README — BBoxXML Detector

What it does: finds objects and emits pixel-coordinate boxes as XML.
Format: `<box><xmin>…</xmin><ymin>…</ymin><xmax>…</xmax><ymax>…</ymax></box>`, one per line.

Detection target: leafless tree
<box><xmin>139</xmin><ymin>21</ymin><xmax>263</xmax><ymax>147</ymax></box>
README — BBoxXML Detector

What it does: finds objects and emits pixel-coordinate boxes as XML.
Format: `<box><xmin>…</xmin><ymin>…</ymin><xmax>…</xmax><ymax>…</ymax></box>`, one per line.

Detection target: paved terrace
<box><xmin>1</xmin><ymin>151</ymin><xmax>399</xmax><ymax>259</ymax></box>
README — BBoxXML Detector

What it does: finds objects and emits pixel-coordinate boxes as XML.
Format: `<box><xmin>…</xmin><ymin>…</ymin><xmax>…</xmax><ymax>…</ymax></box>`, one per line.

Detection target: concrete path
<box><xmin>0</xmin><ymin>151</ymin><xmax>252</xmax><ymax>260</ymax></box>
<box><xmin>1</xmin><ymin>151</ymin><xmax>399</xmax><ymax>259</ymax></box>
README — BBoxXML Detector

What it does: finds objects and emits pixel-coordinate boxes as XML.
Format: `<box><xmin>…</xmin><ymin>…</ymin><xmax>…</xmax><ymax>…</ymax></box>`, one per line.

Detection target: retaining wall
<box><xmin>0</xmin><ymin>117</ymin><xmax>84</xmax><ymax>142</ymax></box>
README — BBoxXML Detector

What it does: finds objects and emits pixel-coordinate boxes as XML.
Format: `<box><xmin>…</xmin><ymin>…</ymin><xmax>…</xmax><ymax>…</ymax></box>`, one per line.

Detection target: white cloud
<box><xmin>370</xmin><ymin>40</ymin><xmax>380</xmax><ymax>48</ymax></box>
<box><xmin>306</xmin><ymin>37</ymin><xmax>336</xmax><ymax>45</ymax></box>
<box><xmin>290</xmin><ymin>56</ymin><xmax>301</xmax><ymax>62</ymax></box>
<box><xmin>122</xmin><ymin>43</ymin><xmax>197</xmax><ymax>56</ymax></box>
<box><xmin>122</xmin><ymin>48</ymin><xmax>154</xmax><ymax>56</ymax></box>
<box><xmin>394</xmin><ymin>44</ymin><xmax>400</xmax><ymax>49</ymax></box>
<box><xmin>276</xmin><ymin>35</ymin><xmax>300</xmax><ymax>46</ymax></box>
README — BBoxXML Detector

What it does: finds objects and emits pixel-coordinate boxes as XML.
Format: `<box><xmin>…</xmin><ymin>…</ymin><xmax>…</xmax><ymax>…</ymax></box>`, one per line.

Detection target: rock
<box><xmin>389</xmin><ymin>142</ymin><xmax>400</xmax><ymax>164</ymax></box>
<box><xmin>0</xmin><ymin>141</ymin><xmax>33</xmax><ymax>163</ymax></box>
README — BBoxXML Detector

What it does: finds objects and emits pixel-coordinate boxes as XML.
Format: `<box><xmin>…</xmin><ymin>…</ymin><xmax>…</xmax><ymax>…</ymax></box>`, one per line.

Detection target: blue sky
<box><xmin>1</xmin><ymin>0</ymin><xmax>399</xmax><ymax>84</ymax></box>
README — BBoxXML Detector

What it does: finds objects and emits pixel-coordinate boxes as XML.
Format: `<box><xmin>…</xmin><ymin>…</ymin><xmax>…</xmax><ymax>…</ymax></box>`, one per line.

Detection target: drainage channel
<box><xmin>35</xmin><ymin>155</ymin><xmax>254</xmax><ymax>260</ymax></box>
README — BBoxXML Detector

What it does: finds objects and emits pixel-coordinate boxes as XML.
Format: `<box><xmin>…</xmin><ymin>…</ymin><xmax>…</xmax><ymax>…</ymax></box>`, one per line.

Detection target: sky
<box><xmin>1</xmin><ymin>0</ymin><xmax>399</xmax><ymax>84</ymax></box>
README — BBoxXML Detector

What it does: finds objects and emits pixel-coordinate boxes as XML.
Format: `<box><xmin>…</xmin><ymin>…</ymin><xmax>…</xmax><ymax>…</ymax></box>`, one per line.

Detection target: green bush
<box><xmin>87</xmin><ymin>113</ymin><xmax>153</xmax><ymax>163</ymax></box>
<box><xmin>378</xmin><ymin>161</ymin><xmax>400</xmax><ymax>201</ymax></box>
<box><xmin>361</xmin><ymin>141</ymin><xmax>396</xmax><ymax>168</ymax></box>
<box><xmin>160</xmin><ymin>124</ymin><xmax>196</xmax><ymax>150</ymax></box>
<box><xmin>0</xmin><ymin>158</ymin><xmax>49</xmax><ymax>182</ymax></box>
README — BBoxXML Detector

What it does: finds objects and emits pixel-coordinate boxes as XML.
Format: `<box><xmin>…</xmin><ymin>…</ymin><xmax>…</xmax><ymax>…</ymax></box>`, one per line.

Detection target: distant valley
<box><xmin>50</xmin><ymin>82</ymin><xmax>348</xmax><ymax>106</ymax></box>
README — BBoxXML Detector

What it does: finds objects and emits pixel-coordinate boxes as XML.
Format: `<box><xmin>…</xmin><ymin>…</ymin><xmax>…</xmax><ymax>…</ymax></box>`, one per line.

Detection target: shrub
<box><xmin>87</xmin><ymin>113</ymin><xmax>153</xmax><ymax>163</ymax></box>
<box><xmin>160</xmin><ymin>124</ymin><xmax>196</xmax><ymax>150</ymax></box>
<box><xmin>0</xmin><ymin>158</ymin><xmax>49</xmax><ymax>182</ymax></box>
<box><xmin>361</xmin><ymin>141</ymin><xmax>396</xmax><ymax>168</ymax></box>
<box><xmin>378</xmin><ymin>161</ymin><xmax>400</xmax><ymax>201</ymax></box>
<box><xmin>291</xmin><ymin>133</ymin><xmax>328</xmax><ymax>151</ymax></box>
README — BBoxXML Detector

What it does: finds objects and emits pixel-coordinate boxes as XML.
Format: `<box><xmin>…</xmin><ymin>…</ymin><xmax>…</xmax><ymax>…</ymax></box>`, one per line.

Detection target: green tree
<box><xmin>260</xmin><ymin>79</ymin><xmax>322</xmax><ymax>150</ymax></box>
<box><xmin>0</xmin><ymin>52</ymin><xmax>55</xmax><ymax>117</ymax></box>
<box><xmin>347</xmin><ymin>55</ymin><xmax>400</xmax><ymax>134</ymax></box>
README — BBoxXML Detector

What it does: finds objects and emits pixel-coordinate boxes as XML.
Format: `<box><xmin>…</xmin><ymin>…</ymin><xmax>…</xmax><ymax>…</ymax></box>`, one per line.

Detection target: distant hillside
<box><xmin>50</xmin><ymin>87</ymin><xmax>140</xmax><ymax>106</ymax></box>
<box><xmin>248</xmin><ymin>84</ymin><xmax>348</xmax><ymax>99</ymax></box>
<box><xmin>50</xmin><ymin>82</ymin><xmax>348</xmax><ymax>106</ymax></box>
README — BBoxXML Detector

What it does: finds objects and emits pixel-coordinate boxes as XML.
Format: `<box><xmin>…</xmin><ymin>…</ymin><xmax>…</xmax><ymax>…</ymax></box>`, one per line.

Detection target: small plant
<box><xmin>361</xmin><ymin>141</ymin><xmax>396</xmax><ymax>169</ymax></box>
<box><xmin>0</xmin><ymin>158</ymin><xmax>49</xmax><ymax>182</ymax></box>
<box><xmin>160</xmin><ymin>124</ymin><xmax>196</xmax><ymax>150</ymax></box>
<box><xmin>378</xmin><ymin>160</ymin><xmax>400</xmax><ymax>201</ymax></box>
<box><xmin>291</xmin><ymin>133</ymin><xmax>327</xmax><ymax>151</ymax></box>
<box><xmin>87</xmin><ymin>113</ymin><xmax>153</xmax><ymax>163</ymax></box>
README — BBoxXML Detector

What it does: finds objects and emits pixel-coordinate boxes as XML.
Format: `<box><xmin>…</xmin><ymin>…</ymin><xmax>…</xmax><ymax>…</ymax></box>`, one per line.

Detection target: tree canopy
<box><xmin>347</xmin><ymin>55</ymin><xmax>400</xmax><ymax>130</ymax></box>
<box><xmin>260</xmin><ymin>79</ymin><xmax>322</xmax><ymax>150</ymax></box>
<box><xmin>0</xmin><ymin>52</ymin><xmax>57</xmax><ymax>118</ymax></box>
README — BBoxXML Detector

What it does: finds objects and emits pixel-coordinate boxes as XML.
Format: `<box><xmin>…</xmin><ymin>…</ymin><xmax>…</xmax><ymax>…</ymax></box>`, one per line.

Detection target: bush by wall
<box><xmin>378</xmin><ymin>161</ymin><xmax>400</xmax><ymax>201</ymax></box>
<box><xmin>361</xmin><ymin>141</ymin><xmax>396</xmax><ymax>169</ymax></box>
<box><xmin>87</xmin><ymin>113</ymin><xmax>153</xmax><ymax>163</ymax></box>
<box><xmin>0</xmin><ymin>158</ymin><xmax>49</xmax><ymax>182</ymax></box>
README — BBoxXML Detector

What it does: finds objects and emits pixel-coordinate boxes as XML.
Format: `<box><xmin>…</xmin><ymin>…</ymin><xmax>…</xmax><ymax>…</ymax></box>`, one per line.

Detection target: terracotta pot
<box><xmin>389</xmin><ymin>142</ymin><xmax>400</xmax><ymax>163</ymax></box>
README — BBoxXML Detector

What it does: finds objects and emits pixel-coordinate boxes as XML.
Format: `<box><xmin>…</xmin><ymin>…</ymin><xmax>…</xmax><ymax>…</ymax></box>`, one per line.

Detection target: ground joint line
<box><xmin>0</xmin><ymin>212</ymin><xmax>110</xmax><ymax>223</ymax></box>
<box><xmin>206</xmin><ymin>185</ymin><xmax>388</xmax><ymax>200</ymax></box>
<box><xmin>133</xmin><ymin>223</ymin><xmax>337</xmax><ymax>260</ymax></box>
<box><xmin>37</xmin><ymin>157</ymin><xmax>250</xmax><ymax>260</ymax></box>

__________________________________________________

Problem to solve :: Write out exactly the lines that begin at the one containing "Detection target: terracotta pot" and continue through the last line of the data, and only those.

Solution for this problem ::
Detection target: terracotta pot
<box><xmin>389</xmin><ymin>142</ymin><xmax>400</xmax><ymax>163</ymax></box>
README — BBoxXML Detector

What it does: finds objects and emits pixel-coordinate boxes as XML.
Format: `<box><xmin>…</xmin><ymin>…</ymin><xmax>…</xmax><ymax>…</ymax></box>`, one per line.

Detection target: ground joint line
<box><xmin>0</xmin><ymin>212</ymin><xmax>110</xmax><ymax>223</ymax></box>
<box><xmin>206</xmin><ymin>185</ymin><xmax>388</xmax><ymax>200</ymax></box>
<box><xmin>133</xmin><ymin>223</ymin><xmax>337</xmax><ymax>260</ymax></box>
<box><xmin>37</xmin><ymin>157</ymin><xmax>250</xmax><ymax>260</ymax></box>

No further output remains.